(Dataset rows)
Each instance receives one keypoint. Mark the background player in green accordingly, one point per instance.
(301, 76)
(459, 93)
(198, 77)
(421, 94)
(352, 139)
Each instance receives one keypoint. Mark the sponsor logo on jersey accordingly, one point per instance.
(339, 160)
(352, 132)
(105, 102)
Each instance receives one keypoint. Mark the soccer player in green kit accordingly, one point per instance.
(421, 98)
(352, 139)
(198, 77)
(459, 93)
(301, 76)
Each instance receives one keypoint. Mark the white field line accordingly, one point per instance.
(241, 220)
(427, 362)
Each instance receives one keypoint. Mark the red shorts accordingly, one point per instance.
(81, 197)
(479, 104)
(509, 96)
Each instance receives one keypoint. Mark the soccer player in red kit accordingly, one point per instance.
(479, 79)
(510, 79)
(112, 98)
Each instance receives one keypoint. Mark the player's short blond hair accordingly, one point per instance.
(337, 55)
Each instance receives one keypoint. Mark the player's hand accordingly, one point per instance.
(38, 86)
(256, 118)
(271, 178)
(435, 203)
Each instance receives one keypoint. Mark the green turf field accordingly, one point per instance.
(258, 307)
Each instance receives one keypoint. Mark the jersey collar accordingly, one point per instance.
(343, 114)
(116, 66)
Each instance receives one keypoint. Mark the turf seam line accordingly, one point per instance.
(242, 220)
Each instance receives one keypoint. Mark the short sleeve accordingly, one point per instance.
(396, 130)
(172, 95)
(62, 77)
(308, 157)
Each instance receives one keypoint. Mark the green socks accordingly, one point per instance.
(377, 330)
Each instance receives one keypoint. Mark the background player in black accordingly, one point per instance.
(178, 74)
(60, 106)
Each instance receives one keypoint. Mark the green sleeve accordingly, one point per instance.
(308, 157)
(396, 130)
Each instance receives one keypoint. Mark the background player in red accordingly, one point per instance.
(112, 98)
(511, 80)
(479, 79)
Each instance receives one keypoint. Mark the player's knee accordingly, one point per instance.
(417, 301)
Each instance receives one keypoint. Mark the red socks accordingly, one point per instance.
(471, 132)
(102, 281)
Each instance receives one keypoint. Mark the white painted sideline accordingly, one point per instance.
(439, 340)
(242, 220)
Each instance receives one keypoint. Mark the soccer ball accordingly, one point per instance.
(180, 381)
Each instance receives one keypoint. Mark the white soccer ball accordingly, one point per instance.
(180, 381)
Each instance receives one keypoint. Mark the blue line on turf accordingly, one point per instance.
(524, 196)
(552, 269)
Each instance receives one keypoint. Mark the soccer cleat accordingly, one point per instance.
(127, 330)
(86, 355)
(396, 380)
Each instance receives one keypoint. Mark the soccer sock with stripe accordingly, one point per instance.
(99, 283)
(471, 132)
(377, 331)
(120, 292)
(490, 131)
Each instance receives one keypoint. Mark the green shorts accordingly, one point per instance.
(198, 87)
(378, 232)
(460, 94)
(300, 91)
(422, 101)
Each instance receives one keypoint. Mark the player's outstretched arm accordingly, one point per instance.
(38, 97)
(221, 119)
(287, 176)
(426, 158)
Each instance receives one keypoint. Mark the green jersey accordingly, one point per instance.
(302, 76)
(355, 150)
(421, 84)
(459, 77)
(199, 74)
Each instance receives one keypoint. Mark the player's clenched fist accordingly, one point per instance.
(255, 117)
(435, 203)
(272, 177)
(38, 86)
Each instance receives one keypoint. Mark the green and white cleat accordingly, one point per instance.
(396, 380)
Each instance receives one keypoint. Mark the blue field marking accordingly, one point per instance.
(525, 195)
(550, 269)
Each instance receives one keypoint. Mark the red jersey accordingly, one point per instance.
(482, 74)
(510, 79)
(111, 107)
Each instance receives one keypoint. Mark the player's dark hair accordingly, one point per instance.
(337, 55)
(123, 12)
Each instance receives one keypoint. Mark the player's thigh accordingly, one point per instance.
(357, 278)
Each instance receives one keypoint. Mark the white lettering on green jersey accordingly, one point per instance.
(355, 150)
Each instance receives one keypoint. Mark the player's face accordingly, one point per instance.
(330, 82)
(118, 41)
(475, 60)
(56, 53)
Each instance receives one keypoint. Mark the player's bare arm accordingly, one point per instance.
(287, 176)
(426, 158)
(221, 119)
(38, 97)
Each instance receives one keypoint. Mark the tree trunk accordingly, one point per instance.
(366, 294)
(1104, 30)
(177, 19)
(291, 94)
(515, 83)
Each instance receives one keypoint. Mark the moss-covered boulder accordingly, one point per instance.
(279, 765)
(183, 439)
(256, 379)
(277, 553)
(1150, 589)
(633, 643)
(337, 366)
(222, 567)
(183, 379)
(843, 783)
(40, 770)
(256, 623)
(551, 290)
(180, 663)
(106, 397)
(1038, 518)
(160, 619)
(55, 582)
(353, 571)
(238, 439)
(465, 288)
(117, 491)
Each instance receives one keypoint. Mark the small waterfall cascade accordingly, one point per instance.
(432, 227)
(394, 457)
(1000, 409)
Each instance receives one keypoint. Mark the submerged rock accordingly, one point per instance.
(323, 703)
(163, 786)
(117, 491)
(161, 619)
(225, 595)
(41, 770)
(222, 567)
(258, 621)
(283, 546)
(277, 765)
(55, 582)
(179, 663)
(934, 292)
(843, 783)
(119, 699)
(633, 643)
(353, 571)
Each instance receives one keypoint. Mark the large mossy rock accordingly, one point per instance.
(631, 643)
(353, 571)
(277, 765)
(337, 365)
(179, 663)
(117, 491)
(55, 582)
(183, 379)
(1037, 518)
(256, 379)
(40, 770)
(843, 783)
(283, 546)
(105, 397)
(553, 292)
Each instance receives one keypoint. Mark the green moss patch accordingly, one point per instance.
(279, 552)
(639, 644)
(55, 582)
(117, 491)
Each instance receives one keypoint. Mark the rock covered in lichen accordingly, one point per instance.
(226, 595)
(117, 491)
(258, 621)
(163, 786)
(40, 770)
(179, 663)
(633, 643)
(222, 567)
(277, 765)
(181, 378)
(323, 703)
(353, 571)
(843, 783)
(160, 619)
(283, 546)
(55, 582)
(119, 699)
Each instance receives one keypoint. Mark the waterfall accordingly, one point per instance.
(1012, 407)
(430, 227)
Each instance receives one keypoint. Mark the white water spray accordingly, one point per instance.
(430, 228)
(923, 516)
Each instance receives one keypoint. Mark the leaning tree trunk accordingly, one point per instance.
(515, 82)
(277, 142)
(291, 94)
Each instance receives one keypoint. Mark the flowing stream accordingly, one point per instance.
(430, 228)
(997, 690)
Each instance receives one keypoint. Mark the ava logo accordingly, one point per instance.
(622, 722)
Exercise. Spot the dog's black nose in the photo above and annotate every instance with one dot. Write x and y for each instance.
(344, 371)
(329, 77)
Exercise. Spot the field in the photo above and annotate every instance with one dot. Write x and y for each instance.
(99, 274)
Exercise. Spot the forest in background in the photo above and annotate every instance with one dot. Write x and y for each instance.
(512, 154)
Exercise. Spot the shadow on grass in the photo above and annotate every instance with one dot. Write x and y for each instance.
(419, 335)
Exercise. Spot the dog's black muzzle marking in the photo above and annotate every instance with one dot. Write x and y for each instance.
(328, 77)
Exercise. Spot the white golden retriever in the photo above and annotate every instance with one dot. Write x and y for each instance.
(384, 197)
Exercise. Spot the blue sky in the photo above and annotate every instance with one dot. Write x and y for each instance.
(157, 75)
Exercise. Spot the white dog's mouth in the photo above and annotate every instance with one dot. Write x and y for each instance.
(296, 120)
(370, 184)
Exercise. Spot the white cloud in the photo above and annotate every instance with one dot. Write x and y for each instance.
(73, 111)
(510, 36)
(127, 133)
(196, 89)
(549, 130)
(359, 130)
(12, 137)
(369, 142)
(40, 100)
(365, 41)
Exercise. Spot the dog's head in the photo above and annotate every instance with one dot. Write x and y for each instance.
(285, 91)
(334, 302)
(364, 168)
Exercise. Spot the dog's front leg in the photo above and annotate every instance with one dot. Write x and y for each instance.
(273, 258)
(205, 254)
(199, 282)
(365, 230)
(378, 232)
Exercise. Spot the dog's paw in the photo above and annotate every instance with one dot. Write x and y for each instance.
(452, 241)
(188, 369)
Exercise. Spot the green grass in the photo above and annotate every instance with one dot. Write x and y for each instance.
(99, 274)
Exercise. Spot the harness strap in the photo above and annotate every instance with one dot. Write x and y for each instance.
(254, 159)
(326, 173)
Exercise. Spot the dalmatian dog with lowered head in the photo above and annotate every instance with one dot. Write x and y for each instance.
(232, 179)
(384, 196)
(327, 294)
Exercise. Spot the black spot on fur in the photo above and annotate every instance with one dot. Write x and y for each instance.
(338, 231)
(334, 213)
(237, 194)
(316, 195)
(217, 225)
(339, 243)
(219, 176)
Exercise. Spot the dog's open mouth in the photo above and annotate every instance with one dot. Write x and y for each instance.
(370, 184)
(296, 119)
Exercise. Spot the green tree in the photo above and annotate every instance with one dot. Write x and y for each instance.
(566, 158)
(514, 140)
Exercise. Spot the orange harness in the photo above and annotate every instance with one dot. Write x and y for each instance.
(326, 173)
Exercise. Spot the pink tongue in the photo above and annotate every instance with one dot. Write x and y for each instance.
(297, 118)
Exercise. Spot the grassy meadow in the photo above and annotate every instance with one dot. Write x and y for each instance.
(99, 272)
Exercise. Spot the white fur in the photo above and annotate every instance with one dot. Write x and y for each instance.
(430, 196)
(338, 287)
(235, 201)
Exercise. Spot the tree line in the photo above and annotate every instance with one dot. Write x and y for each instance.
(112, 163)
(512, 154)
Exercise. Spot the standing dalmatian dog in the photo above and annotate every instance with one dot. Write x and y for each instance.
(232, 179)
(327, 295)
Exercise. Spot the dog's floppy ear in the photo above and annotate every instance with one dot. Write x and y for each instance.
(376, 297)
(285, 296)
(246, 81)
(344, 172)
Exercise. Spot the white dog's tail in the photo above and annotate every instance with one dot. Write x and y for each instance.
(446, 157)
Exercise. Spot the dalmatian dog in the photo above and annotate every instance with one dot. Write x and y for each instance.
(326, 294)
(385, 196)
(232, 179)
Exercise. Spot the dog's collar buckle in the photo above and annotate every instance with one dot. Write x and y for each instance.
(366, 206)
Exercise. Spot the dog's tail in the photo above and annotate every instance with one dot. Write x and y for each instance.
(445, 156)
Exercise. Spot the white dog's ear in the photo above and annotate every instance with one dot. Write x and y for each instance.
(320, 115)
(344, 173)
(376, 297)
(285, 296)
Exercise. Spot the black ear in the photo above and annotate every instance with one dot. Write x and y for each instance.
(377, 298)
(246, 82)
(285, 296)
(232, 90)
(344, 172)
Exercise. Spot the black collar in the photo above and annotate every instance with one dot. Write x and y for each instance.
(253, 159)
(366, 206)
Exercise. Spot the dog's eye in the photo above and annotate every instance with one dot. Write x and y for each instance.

• PROBLEM DETAILS: Only the lines from the one that contains "Exercise. Spot the dog's collar" to the end of the data should be output, exactly as they appear.

• WRITTEN ANSWER:
Exercise. Spot the dog's collar buckle in the photo above and annotate every instance with one dot. Write x and y for each instance.
(366, 206)
Exercise. Spot the dog's tail in the photo above and annotate every instance with one dot. Write x and y for each instance.
(445, 156)
Exercise. Spot the white dog's ear in the photo above and annotate every instance with one dot. Write x and y for each instance.
(320, 115)
(344, 173)
(376, 297)
(285, 296)
Exercise. Spot the black ear in the photo above and annotate every instance with one dot. Write x and y for each instance.
(377, 298)
(246, 82)
(285, 296)
(232, 90)
(344, 172)
Exercise. Spot the black collar in the photo above and annotate every instance with one dot. Write x and y for each instance.
(253, 159)
(366, 206)
Exercise. Spot the dog's eye in the photo above and annotate every instance with one dot. Write x and y for each instance.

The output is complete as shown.